Ao se dar mais renda para alguém, é natural que essa pessoa se torne mais exigente. Um emprego ridículo o cara não vai aceitar. Agora, experimenta aumentar o salário para ver se ele aceita. Há um aumento de renda que simplesmente tira a pessoa de uma situação absurda, de fazer qualquer coisa para o filho não morrer de fome, uma situação que dá certo poder de barganha para quem vai empregar aquela pessoa. Agora, se eu digo, a alimentação do seu filho eu garanto, o cara vai poder ser mais exigente na hora de trabalhar. Em todo o país que vai ficando mais rico, as pessoas não ficam mais preguiçosas, ficam mais exigentes. E isso é bom.
Há um lado ruim?
O Bolsa Família tem que ser cuidadoso com o incentivo negativo. Por exemplo, se eu disser que te dou R$ 100, mas que se você arranjar um emprego eu te tomo os R$ 100, você vai pensar, se eu tenho R$ 100 garantidos para que trabalhar para ganhar os mesmos R$ 100? Isso é um desincentivo real, que não acontece só com o Bolsa Família, mas com todo sistema de impostos, por exemplo. O Bolsa atua como o imposto. O motorista de táxi que paga certinho todos os impostos dele, na hora em que tem que decidir se trabalha mais uma hora, ou vai para casa, ele leva esse problema em consideração também. A menos que alguém ache que o pobre é particularmente preguiçoso. Mas o Bolsa Família tem uma técnica especial para lidar com isso: hoje, se o [ex-] beneficiário perder o emprego, tem automaticamente seu incentivo restabelecido. Ou seja, se você declarar a renda, você sai com direito a voltar sem pegar fila.
São dez anos de Bolsa Família, a abrangência chegou ao limite?
A cobertura de hoje não precisa ser aumentada, precisa ser melhorada. Há algumas pessoas fora, uns 2% ou 3% da população que continuam não recebendo e precisariam receber.
O programa continua sendo uma ferramenta importante na redução da pobreza e da desigualdade?
Ele é e sempre será. Porque sempre há pessoas que, por variadas razões, como a perda do emprego, se tornam pobres. Todo país desenvolvido no mundo tem um equivalente ao Bolsa Família. E quanto mais rico um país é, mais ele vai ser benevolente num programa desse tipo.
O Brasil ainda é um dos países mais desiguais do mundo. O sr. vê o país deixando esse grupo em um prazo razoável?
Estamos reduzindo a nossa desigualdade muito rapidamente, mas se vamos deixar esse grupo vai depender do que acontece com a desigualdade nos outros países do grupo. Os países mais desiguais do mundo são os latino-americanos e alguns africanos, e nós pertencemos a um grupo que está fazendo um dever de casa parecido com o nosso.
Como o sr. vê a iniciativa de usar recursos do pré-sal ou destinar 10% do PIB para a educação?

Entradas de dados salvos
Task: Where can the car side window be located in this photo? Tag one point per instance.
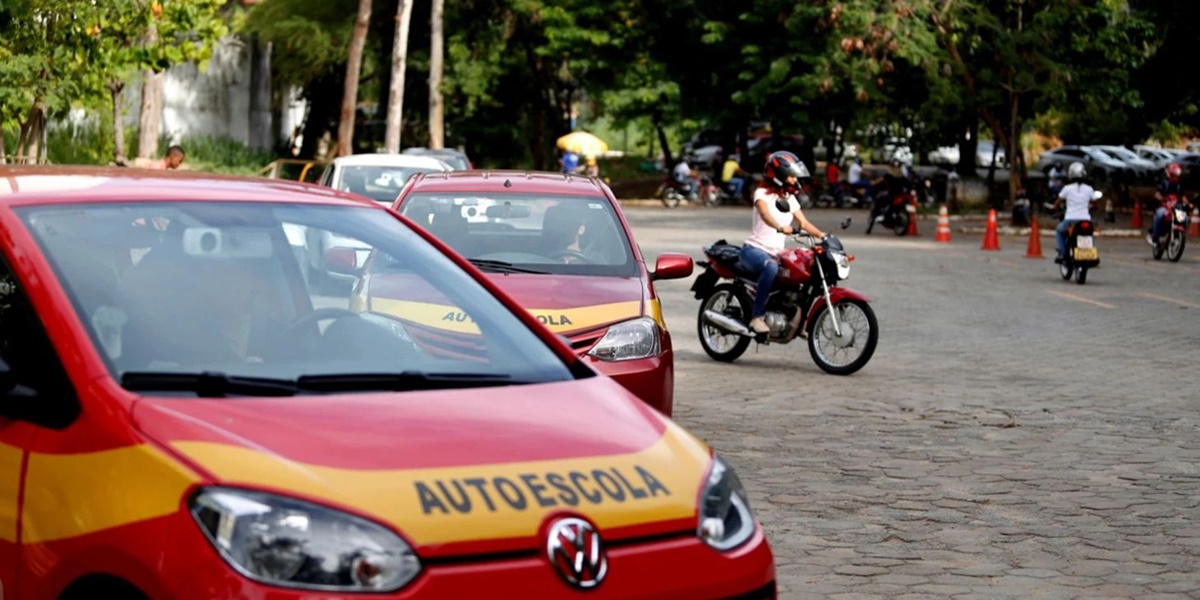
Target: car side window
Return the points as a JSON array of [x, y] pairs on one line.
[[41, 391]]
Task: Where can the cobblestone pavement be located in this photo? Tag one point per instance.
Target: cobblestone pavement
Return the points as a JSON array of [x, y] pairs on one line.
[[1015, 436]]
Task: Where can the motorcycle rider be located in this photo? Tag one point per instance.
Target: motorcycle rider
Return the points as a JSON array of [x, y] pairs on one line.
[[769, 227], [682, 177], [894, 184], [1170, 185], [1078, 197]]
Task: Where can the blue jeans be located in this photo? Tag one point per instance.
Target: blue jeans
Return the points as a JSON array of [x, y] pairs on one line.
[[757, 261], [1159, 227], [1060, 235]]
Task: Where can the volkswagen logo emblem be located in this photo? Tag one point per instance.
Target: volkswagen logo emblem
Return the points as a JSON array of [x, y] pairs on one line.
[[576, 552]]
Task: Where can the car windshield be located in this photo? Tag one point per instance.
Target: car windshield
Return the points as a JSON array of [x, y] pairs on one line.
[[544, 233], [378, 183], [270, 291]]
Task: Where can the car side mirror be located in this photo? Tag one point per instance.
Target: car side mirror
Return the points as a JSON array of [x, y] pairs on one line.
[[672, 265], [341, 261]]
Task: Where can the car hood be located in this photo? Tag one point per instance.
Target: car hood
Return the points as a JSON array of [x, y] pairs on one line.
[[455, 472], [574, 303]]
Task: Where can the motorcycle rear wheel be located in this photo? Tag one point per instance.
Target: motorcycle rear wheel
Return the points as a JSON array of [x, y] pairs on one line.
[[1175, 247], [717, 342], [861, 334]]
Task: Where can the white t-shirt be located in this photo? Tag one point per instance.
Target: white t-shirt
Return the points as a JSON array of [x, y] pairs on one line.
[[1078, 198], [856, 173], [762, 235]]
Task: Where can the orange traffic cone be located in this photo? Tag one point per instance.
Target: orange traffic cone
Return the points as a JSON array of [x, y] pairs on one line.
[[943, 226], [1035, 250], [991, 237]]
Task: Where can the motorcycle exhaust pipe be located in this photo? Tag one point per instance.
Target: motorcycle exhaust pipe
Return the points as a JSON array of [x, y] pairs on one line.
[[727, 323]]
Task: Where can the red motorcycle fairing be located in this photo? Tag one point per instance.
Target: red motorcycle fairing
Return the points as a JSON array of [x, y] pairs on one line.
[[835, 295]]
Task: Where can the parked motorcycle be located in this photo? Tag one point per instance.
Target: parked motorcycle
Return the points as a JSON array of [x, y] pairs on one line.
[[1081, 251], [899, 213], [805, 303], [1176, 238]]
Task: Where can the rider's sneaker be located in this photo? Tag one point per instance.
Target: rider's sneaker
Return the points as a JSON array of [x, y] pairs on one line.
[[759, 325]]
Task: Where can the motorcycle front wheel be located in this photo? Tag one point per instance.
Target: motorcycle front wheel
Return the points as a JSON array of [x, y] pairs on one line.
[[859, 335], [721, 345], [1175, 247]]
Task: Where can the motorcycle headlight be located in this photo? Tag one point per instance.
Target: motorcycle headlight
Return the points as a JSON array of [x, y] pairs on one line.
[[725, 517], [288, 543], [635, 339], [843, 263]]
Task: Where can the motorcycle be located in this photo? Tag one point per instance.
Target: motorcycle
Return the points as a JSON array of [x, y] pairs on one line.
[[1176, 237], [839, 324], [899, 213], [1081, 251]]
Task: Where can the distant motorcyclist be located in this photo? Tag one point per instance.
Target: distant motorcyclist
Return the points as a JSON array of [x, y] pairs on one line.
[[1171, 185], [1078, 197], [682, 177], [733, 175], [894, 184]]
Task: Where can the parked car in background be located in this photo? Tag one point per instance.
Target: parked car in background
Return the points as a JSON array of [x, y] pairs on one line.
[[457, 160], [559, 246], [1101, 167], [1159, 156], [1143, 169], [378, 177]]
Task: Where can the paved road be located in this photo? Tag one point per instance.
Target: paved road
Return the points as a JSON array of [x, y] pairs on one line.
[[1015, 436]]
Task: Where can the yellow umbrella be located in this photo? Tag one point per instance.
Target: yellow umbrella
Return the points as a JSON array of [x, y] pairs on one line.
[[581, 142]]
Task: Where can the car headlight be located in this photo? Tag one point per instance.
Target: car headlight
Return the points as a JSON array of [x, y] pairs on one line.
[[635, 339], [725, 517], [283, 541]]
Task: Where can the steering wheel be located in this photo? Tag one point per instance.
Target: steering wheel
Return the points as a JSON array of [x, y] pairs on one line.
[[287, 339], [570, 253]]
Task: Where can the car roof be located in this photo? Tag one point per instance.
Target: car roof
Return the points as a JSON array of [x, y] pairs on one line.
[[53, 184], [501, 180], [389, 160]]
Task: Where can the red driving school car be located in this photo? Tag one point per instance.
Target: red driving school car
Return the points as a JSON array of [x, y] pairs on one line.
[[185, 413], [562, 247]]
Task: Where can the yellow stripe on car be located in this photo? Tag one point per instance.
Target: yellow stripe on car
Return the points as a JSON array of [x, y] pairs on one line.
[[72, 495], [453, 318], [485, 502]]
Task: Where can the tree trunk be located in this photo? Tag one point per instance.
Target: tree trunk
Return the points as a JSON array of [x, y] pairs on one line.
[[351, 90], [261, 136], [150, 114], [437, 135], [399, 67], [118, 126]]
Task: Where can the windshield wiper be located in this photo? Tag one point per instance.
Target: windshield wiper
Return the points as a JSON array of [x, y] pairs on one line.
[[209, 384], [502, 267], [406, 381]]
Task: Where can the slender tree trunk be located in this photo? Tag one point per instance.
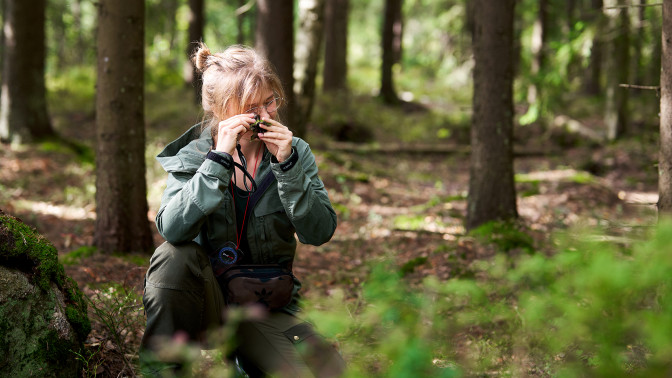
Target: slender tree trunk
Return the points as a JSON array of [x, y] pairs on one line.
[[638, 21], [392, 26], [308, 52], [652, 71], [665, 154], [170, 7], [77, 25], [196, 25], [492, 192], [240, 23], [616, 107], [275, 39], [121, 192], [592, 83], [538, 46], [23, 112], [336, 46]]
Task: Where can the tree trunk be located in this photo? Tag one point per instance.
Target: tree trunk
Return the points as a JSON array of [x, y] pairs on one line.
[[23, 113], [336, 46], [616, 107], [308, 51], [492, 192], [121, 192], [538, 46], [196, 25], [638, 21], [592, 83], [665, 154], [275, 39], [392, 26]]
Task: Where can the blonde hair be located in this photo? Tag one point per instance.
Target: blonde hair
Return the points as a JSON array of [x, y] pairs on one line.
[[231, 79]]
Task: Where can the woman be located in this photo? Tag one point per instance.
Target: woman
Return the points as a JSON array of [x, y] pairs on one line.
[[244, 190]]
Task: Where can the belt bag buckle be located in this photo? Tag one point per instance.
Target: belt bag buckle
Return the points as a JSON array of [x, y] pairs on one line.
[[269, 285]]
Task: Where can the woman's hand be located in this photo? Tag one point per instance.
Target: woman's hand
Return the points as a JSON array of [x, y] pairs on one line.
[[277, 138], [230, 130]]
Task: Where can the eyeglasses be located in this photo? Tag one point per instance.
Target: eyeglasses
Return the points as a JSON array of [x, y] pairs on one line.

• **INSTRUÇÃO**
Indique se cada afirmação abaixo está de acordo com o trecho sobre o Bolsa Família. Responda sim ou não e cite literalmente as palavras do trecho que decidem a questão.
1. Quem sai do programa e depois perde o emprego precisa enfrentar fila para voltar a receber.
2. Todo país desenvolvido tem um programa equivalente ao Bolsa Família.
3. A cobertura atual do programa precisa ser aumentada.
Baseie-se somente no trecho sobre o Bolsa Família.

• **RESPOSTA**
1. Não: "se você declarar a renda, você sai com direito a voltar sem pegar fila".
2. Sim: "Todo país desenvolvido no mundo tem um equivalente ao Bolsa Família."
3. Não: "A cobertura de hoje não precisa ser aumentada, precisa ser melhorada."